* _Dataset extract_
· · · · ·

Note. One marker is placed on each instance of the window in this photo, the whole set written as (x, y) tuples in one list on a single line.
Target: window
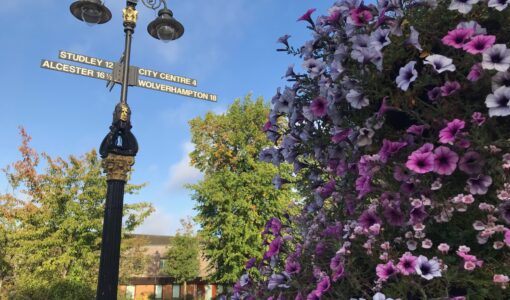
[(176, 291), (130, 292), (158, 292)]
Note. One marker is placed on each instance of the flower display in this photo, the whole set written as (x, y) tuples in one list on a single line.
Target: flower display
[(397, 127)]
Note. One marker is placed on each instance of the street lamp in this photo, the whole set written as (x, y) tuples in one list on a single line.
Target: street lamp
[(119, 147)]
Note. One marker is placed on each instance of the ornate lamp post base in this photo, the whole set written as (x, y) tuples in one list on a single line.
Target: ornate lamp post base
[(117, 168)]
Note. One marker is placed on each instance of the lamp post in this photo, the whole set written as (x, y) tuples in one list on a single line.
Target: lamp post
[(119, 147)]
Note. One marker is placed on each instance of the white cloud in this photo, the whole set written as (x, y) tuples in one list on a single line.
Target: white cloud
[(182, 172), (159, 223)]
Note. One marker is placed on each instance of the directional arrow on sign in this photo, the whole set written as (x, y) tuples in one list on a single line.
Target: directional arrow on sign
[(116, 75)]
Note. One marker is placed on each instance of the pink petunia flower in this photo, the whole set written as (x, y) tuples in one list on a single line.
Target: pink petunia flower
[(457, 37), (501, 279), (407, 264), (475, 72), (385, 271), (479, 44), (443, 248), (360, 16), (447, 134), (420, 163), (478, 118), (319, 107), (445, 161)]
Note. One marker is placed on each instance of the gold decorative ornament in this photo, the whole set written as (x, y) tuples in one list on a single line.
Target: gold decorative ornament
[(124, 113), (130, 14), (117, 167)]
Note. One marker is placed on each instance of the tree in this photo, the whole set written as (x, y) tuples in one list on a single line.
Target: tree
[(133, 260), (236, 196), (53, 219), (182, 259)]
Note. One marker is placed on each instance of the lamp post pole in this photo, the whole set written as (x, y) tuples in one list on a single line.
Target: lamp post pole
[(118, 150), (119, 147)]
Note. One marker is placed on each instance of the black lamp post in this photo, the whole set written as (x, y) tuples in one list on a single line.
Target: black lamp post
[(119, 147)]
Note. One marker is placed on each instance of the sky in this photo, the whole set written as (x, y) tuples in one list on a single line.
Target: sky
[(228, 47)]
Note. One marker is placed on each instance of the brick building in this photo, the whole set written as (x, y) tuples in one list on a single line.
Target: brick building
[(152, 285)]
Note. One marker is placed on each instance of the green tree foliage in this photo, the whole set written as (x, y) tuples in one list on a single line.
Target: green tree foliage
[(134, 260), (53, 221), (182, 259), (236, 196)]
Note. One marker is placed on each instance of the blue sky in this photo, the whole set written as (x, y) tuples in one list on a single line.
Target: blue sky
[(228, 46)]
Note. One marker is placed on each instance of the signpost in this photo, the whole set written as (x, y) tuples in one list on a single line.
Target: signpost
[(116, 75)]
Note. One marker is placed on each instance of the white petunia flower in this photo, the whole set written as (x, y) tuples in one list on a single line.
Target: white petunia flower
[(496, 58), (357, 99), (498, 103)]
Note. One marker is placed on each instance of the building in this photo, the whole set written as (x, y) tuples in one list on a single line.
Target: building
[(152, 285)]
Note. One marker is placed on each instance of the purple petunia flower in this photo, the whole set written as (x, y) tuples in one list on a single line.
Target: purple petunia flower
[(363, 186), (475, 72), (319, 107), (457, 37), (426, 268), (471, 163), (477, 118), (394, 216), (323, 285), (434, 93), (499, 5), (284, 40), (407, 74), (479, 185), (407, 264), (385, 271), (379, 38), (416, 129), (380, 296), (445, 160), (401, 174), (365, 137), (418, 214), (274, 247), (496, 58), (440, 63), (499, 102), (420, 163), (390, 148), (359, 16), (479, 30), (504, 211), (479, 44), (277, 280), (250, 263), (462, 6), (448, 134), (449, 88), (500, 79), (307, 16), (292, 267), (368, 218), (273, 226), (414, 39)]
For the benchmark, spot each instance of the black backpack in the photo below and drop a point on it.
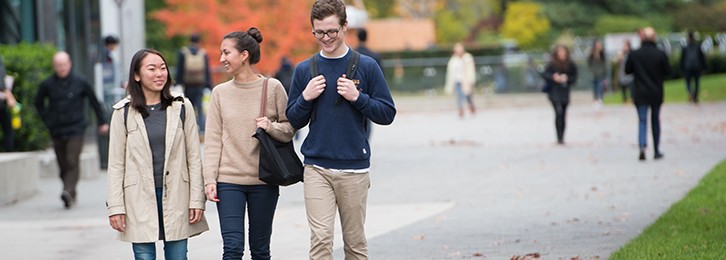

· · · · ·

* _Task directions_
Write out the listing above line for line, with no changes, and leave the pictures out of your copy.

* _Task solution_
Note. One marker is placed on each instance of the window in this photo, the whole set written as (x, y) tuples in one list on a single line.
Target: window
[(176, 291), (130, 292), (158, 292)]
Note. One marker is placed on each instance of the flower display in this photo, the whole set written as (x, y) tuples in one list on a single line.
Target: flower display
[(397, 127)]
Note. One marker is placed on each instance of the street lamp in this photo, the whole set written as (x, y) tuples in one list on a single line.
Target: street lamp
[(119, 147)]
Note. One marker is placed on each instance of the ornate lamp post base in this photo, the whole set written as (x, y) tuples in one list on a single line.
Target: ornate lamp post base
[(117, 168)]
Note. One marker is placed on each instance of the lamp post in this photo, the whole set written as (x, y) tuples in one list on a single line.
Target: lamp post
[(119, 147)]
Note. One marker is placed on each instance of the white cloud in this photo, the whole set written as (x, y) tuples in one list on a single line.
Target: white cloud
[(182, 172), (159, 223)]
Note. One marker is placed on each instance of the directional arrow on sign in this photo, the whole set written as (x, y) tuples in one list on a single line.
Target: directional arrow on sign
[(116, 75)]
Note. One marker is placed on each instance of the pink petunia flower in this photo, the whole set written as (x, y) tuples in one list on a single line.
Target: pink petunia flower
[(457, 37), (501, 279), (407, 264), (475, 72), (385, 271), (479, 44), (443, 248), (360, 16), (447, 134), (420, 163), (478, 118), (319, 107), (445, 161)]
Note. One marker is placed on each instance of the gold decorative ornament in this photo, the whole set written as (x, y) tuples in one list on a single line.
Target: gold decorative ornament
[(124, 113), (130, 14), (117, 167)]
Note. One marker is placed on each instance of the tree in this photo, the whole set written as (x, y) tuples in one list on a single line.
Target: tree
[(133, 260), (236, 196), (53, 219), (182, 259)]
Note. One marker is placed on each instance of the lamp post pole in this photo, the whole set written as (x, y) tuples in one list on a single line.
Target: lamp post pole
[(118, 150), (119, 147)]
Note. One marker is placed on each instance of the black lamp post in this photo, the whole set written as (x, y) tuples in one list on a single line.
Target: black lamp post
[(119, 147)]
Note. One marker is placed on each instance of the sky in this photo, the whole set written as (x, y) tuples in one list on a single line.
Target: sky
[(228, 47)]
Note. One marker is placed on each instance of the brick building in this photo, the whole set written as (x, y) tuples in one list on a single line.
Target: brick building
[(152, 285)]
Note. One marker is placed on each instance of the green tree foliage in this photo, the whole set written as (x, y) tuples in one list on a single line.
Target: green tree foliage
[(134, 260), (53, 221), (182, 259), (236, 196)]
Note. One marker is placed on each instance of the blue sky in this photo, the whole set written as (x, y) tuples in one list on a single line.
Target: blue sky
[(228, 46)]
Note. One marker is placed on each instance of the signpost in this photo, the whole set written as (x, y) tuples in one list on a single line.
Target: signpost
[(116, 75)]
Note. One marker is placed on each instance of the white petunia flower in this photo, the whole set written as (x, y) tuples in one list on a single line.
Target: white petunia flower
[(496, 58), (357, 99), (498, 103)]
Note. One marker is placed on each instance of the building in this photo, the whole set written as (x, y) tuples in one list on a single line.
Target: building
[(152, 285)]
Note. One marker is placed on each instance of the purple petunia flower in this photo, the whole set written as (x, y) tuples in one list on a single line.
Target: purple petunia flower
[(363, 186), (475, 72), (319, 107), (457, 37), (426, 268), (471, 163), (477, 118), (394, 216), (323, 285), (434, 93), (499, 5), (284, 40), (407, 74), (479, 185), (407, 264), (385, 271), (379, 38), (416, 129), (380, 296), (445, 160), (401, 174), (365, 137), (418, 214), (274, 247), (496, 58), (440, 63), (499, 102), (420, 163), (390, 148), (359, 16), (479, 30), (504, 211), (479, 44), (277, 280), (250, 263), (462, 6), (448, 134), (449, 88), (500, 79), (307, 16), (292, 267), (368, 218), (273, 226), (414, 39)]
For the benchmark, spot each instance of the black backpack in the photo below and drop a point on it.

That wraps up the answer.